## What to produce
Reproduce the listing below, swapping "Annotate" for "Mark" everywhere it occurs and leaving everything else unchanged. Omit the pictures from your answer.

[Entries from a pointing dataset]
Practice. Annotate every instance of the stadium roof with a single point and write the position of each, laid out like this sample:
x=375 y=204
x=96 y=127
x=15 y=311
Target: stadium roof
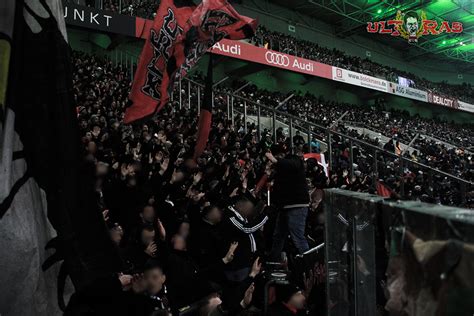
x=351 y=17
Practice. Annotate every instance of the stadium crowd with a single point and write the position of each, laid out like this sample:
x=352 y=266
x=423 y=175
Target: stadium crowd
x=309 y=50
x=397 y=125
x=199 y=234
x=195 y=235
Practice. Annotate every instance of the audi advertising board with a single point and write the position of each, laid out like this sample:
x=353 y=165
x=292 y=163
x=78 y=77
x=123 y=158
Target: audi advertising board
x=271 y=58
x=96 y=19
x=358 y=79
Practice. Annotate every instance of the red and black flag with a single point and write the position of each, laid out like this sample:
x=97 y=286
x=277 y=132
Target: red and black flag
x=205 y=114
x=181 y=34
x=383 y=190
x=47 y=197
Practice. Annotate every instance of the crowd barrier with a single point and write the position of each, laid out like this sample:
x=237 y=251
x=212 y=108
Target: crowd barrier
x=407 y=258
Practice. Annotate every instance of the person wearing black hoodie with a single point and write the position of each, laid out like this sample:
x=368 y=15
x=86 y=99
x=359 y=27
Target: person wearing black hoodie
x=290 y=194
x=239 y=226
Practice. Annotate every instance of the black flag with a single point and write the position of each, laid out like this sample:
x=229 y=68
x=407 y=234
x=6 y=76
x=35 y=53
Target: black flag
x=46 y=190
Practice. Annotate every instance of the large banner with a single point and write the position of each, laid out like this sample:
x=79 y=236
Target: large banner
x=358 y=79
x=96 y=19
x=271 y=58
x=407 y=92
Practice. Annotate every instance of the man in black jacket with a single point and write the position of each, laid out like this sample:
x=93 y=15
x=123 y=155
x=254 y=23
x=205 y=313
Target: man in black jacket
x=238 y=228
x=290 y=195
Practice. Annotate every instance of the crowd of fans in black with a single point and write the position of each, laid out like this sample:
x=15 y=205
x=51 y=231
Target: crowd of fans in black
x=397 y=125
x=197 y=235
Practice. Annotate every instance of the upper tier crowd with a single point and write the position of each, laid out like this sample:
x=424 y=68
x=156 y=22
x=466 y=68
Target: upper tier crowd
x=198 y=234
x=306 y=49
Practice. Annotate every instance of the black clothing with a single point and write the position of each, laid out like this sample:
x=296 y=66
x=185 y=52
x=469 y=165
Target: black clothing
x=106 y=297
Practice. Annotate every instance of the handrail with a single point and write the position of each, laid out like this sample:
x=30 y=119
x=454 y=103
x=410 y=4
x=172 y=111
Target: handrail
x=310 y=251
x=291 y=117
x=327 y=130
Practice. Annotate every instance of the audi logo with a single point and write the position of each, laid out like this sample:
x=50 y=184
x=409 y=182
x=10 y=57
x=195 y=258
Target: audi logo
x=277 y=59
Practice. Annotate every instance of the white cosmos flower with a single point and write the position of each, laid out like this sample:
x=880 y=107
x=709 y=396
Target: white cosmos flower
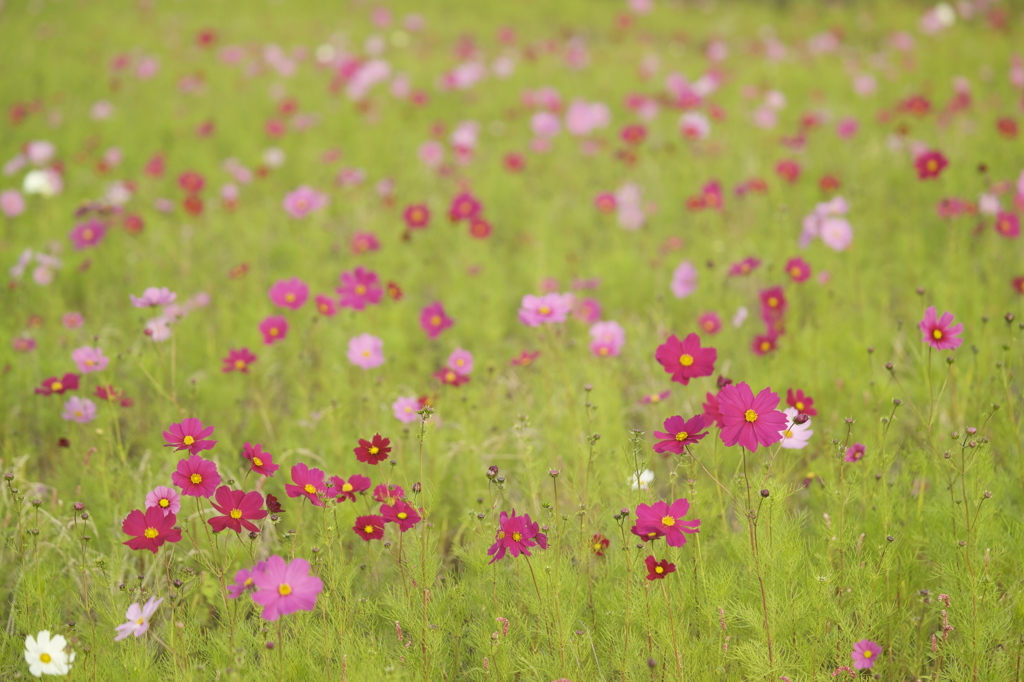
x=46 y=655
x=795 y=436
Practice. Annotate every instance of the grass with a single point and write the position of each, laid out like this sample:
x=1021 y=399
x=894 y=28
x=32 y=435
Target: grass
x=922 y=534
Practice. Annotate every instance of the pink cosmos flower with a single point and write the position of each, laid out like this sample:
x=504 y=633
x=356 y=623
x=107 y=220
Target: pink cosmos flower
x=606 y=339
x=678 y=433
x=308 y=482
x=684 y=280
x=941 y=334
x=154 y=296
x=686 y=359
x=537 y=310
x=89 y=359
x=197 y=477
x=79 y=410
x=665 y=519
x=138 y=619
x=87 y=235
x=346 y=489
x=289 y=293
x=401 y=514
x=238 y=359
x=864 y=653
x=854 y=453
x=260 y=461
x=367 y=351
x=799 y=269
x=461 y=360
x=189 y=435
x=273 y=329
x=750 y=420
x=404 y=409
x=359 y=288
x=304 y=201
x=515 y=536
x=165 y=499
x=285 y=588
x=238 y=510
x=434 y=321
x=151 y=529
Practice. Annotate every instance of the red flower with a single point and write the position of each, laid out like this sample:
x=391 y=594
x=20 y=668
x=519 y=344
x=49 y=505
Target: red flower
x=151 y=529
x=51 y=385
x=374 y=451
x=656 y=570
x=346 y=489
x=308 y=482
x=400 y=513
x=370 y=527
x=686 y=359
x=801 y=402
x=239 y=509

## Complete output
Practice. Mark every instance of the stadium roof with a single point and write the position of each, laid out like this sample:
x=375 y=204
x=96 y=127
x=15 y=311
Target: stadium roof
x=351 y=17
Practice. Mark every instance of the stadium crowd with a single point and write the position of each, laid out like this sample:
x=352 y=266
x=423 y=175
Target: stadium crowd
x=309 y=50
x=397 y=125
x=199 y=234
x=195 y=235
Practice. Mark every instance of the audi advertising board with a single point and write the position of each, laid out like this sample:
x=353 y=165
x=292 y=163
x=78 y=77
x=123 y=158
Target: audi advertising board
x=271 y=58
x=96 y=19
x=358 y=79
Practice. Mark every instance of the red and black flag with a single point and write the position of each, laid out like this sample:
x=97 y=286
x=277 y=132
Target: red and black flag
x=205 y=114
x=181 y=34
x=383 y=190
x=47 y=197
Practice. Mark every instance of the crowd barrier with a single point and write the position of each, laid out like this sample:
x=237 y=251
x=212 y=108
Target: crowd barrier
x=407 y=258
Practice. Mark every instance of the person wearing black hoodie with a single point and write the position of each, laid out like this sample:
x=368 y=15
x=86 y=99
x=359 y=27
Target: person wearing black hoodie
x=290 y=194
x=239 y=226
Practice. Mark every instance of the black flag with a single point and write the position of each, laid out like this sample:
x=229 y=68
x=407 y=234
x=6 y=76
x=35 y=53
Target: black flag
x=46 y=190
Practice. Mark every instance of the large banner with a single point and write the position of each, laid out like this sample:
x=79 y=236
Target: large banner
x=358 y=79
x=96 y=19
x=271 y=58
x=407 y=92
Practice. Mark every instance of the man in black jacket with a single point and write the position of each, laid out like this sample:
x=93 y=15
x=123 y=155
x=254 y=23
x=205 y=313
Target: man in black jacket
x=238 y=228
x=290 y=195
Practice. Mark every instance of the crowd of fans in black with a single point and write the position of each, laid out like this sample:
x=15 y=205
x=51 y=231
Target: crowd of fans in black
x=397 y=125
x=197 y=235
Practice. Mark every instance of the upper tier crowd with a single point and write the position of each, laid out like this sample:
x=424 y=68
x=156 y=22
x=466 y=68
Target: upper tier crowd
x=198 y=234
x=306 y=49
Practice. Mark every instance of the black clothing with a single point and write the position of each, laid out like this sample:
x=296 y=66
x=185 y=52
x=469 y=165
Target: black clothing
x=106 y=297
Practice. Mark every instance of the handrail with a single point and write the position of each, laid out like this sample:
x=30 y=119
x=454 y=103
x=410 y=4
x=172 y=111
Target: handrail
x=310 y=251
x=291 y=117
x=327 y=130
Practice. Mark every instance of the audi logo with a single point and write the position of each, laid out like this sample:
x=50 y=184
x=409 y=182
x=10 y=57
x=195 y=258
Target: audi logo
x=277 y=59
Practice. Mark every instance of the white cosmos flower with a single point and write the position of each, laid out like this sample:
x=880 y=107
x=709 y=396
Target: white cosmos flower
x=46 y=655
x=795 y=436
Practice. Mark every instance of the grass with a single point and write the position of each, laid out like this sample:
x=1021 y=399
x=894 y=28
x=32 y=435
Target: grass
x=922 y=534
Practice. Mark every instance of the pink cosmos flower with a single point and write the position of each, laid out like this sample:
x=504 y=633
x=356 y=623
x=107 y=220
Target: pink cosmos flower
x=606 y=339
x=678 y=433
x=308 y=482
x=684 y=280
x=941 y=334
x=154 y=296
x=686 y=359
x=537 y=310
x=89 y=359
x=197 y=477
x=79 y=410
x=665 y=519
x=138 y=619
x=87 y=235
x=346 y=489
x=289 y=293
x=401 y=514
x=238 y=359
x=864 y=653
x=854 y=453
x=260 y=461
x=367 y=351
x=799 y=269
x=461 y=360
x=189 y=435
x=273 y=329
x=750 y=420
x=404 y=409
x=359 y=288
x=304 y=201
x=515 y=536
x=165 y=499
x=285 y=588
x=238 y=510
x=434 y=321
x=151 y=529
Practice. Mark every instance of the red flower with a single point and write the position of each, laid out like this sample:
x=391 y=594
x=20 y=668
x=519 y=344
x=49 y=505
Target: red flower
x=151 y=529
x=51 y=385
x=374 y=451
x=656 y=570
x=346 y=489
x=308 y=482
x=400 y=513
x=370 y=527
x=686 y=359
x=801 y=402
x=239 y=509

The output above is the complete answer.